*** LISTED ENTRIES

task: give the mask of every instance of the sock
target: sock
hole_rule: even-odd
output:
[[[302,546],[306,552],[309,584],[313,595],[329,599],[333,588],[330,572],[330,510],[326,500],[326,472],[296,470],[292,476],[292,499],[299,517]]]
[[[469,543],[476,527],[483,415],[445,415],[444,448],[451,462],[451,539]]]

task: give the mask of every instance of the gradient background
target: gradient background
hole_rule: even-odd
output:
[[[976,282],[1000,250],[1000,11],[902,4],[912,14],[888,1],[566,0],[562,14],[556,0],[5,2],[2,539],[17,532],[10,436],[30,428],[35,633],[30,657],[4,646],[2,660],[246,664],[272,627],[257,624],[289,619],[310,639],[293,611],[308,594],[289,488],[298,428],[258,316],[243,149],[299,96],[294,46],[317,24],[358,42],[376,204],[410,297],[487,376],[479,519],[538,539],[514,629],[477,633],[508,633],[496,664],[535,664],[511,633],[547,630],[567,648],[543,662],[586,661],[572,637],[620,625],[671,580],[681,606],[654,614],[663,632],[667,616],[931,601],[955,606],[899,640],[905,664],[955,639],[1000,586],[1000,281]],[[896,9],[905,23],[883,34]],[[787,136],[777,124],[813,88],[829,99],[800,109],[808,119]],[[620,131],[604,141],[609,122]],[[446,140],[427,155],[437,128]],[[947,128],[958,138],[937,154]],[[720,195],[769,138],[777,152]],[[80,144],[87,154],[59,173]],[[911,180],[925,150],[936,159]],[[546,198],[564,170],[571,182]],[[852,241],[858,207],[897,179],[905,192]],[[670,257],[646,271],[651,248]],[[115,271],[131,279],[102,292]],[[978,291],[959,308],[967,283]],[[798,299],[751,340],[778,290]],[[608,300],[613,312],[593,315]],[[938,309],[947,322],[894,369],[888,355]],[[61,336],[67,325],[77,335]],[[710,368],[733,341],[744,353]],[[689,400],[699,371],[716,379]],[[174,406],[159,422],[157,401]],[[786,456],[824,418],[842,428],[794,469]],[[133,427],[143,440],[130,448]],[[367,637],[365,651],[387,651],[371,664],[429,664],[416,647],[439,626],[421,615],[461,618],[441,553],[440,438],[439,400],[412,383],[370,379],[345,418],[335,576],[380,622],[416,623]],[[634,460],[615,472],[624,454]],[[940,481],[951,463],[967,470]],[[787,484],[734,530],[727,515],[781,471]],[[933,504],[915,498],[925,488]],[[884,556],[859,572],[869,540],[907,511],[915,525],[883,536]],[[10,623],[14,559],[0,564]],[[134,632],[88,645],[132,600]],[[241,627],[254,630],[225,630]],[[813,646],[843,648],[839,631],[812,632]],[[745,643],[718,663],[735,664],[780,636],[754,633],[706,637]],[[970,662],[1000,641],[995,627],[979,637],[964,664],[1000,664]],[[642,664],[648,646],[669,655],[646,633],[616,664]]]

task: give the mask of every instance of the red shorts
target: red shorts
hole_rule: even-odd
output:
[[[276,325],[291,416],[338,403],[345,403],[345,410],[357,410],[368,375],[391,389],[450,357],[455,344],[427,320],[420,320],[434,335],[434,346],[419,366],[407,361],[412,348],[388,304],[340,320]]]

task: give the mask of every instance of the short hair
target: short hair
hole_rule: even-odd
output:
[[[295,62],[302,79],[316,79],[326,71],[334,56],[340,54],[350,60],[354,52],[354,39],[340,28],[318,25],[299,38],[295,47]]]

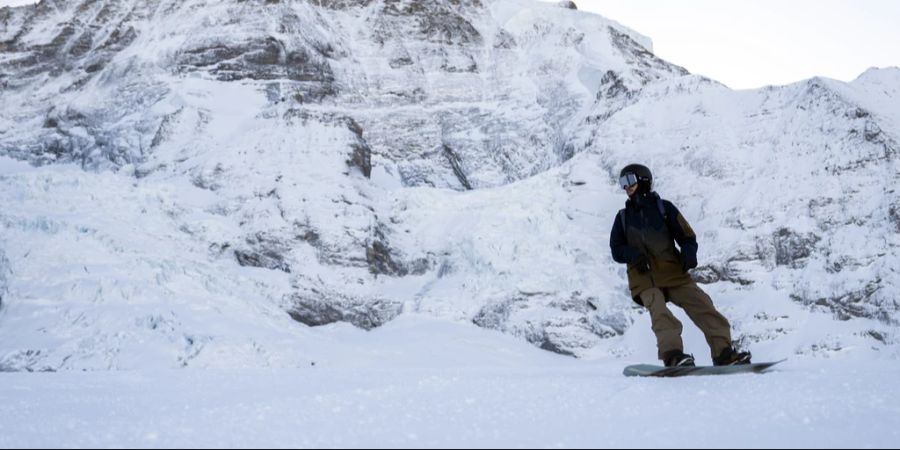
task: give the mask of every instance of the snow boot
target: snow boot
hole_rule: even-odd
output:
[[[736,366],[741,364],[750,364],[750,352],[739,352],[734,347],[728,347],[722,350],[719,356],[713,358],[713,364],[716,366]]]
[[[688,355],[681,350],[673,350],[665,354],[663,359],[666,367],[695,367],[694,355]]]

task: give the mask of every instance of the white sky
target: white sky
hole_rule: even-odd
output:
[[[557,1],[557,0],[552,0]],[[0,6],[34,3],[0,0]],[[900,66],[900,0],[575,0],[735,89]]]
[[[735,89],[900,66],[898,0],[575,0]]]
[[[0,8],[4,6],[19,6],[19,5],[27,5],[29,3],[37,3],[36,0],[0,0]]]

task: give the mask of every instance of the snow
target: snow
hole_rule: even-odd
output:
[[[894,363],[634,379],[472,325],[405,316],[295,369],[0,374],[0,447],[890,448]],[[687,414],[687,416],[686,416]],[[689,420],[687,420],[689,417]]]
[[[112,8],[96,24],[63,3],[16,16],[0,58],[68,23],[141,32],[3,67],[0,447],[898,442],[898,69],[733,91],[525,0],[81,2]],[[329,81],[184,63],[269,37],[330,55]],[[774,373],[621,375],[656,355],[608,250],[638,160],[724,274],[703,288],[735,338],[788,358]],[[376,328],[289,315],[316,301]]]

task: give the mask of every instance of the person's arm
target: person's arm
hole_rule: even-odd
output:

******

ABOUT THIS EXERCISE >>
The answer must be the data above, repeated exactly, with no pictures.

SOLUTION TO THIS EXERCISE >>
task: give the mask of every instance of the sock
target: sock
hole_rule: even-odd
output:
[[[302,546],[306,552],[309,584],[313,595],[329,599],[333,588],[330,572],[330,510],[326,500],[326,472],[296,470],[292,476],[292,499],[299,517]]]
[[[469,543],[476,527],[483,415],[445,415],[444,448],[451,462],[451,539]]]

task: give the mask of every instance of the gradient background
target: gradient background
hole_rule: even-odd
output:
[[[976,282],[1000,250],[1000,11],[902,4],[912,14],[888,1],[566,0],[562,14],[556,0],[5,2],[2,539],[17,532],[10,436],[30,428],[35,633],[30,657],[4,646],[2,660],[246,664],[272,627],[257,624],[289,619],[310,639],[293,611],[308,594],[289,488],[298,428],[258,316],[243,149],[299,96],[294,46],[317,24],[358,42],[376,204],[410,297],[487,376],[479,519],[538,539],[514,629],[477,633],[508,633],[496,664],[535,664],[511,633],[547,630],[567,648],[543,662],[586,661],[572,637],[620,625],[671,580],[681,606],[654,614],[663,632],[667,616],[931,601],[955,606],[899,640],[905,664],[955,639],[1000,586],[1000,281]],[[896,9],[905,23],[883,34]],[[787,136],[777,124],[813,88],[829,99],[800,109],[808,119]],[[620,131],[604,141],[609,122]],[[446,140],[427,155],[437,128]],[[947,128],[958,138],[937,154]],[[720,195],[769,138],[777,152]],[[80,144],[87,154],[59,173]],[[911,180],[925,150],[936,159]],[[546,198],[564,170],[571,182]],[[852,241],[858,207],[897,179],[905,192]],[[670,257],[646,271],[651,248]],[[115,271],[131,279],[102,292]],[[978,291],[959,308],[967,283]],[[798,299],[751,340],[778,290]],[[608,300],[613,312],[593,315]],[[938,309],[947,322],[894,369],[888,355]],[[61,336],[67,325],[77,335]],[[710,368],[733,341],[744,353]],[[689,400],[699,371],[716,379]],[[174,406],[159,422],[157,401]],[[786,456],[824,418],[842,428],[794,469]],[[133,427],[143,440],[130,448]],[[367,637],[365,651],[387,651],[371,664],[429,664],[416,647],[439,626],[421,615],[461,618],[441,553],[440,438],[439,400],[412,383],[370,379],[345,418],[335,576],[380,622],[416,623]],[[634,460],[615,472],[624,454]],[[940,481],[951,463],[967,470]],[[787,484],[734,530],[727,515],[781,471]],[[933,504],[915,498],[925,488]],[[884,556],[859,572],[869,540],[907,511],[915,525],[883,536]],[[10,623],[14,559],[0,564]],[[134,632],[88,645],[132,600]],[[241,627],[254,630],[225,630]],[[813,646],[843,648],[839,631],[812,632]],[[745,643],[718,663],[735,664],[780,636],[754,633],[706,637]],[[970,662],[1000,641],[995,627],[979,637],[964,664],[1000,664]],[[642,664],[648,646],[669,655],[646,633],[616,664]]]

task: give the mask of every instance of the red shorts
target: red shorts
hole_rule: even-odd
output:
[[[276,325],[291,416],[338,403],[345,403],[345,410],[357,410],[368,375],[391,389],[450,357],[455,344],[427,320],[420,320],[434,335],[434,346],[419,366],[407,361],[412,348],[388,304],[340,320]]]

task: give the mask of every instance of the short hair
target: short hair
hole_rule: even-odd
output:
[[[295,62],[302,79],[316,79],[326,71],[334,56],[340,54],[350,60],[354,52],[354,39],[340,28],[318,25],[299,38],[295,47]]]

task: give the mask of every instance of the snow boot
target: snow boot
hole_rule: even-odd
output:
[[[736,366],[741,364],[750,364],[750,352],[739,352],[734,347],[728,347],[722,350],[719,356],[713,358],[713,364],[716,366]]]
[[[688,355],[681,350],[673,350],[665,354],[663,359],[666,367],[695,367],[694,355]]]

task: give the mask of every instance of the white sky
target: white sky
hole_rule: even-odd
output:
[[[557,1],[557,0],[552,0]],[[0,6],[34,3],[0,0]],[[900,66],[900,0],[575,0],[735,89]]]
[[[735,89],[900,66],[898,0],[575,0]]]
[[[0,8],[4,6],[19,6],[19,5],[27,5],[29,3],[37,3],[36,0],[0,0]]]

task: give the mask of every instance of the snow
target: snow
hole_rule: even-odd
output:
[[[894,363],[634,379],[472,325],[405,316],[295,369],[0,374],[0,447],[890,448]],[[687,414],[687,416],[686,416]],[[689,420],[687,420],[689,417]]]
[[[112,8],[96,24],[63,3],[16,16],[0,58],[68,23],[141,32],[3,67],[0,447],[898,442],[898,69],[733,91],[525,0],[81,2]],[[329,81],[184,63],[269,37],[330,55]],[[774,373],[621,375],[656,355],[608,250],[638,160],[724,274],[703,288],[735,338],[788,358]],[[376,328],[289,315],[316,301]]]

task: give the mask of every instance of the person's arm
target: person's arm
hole_rule: even-odd
output:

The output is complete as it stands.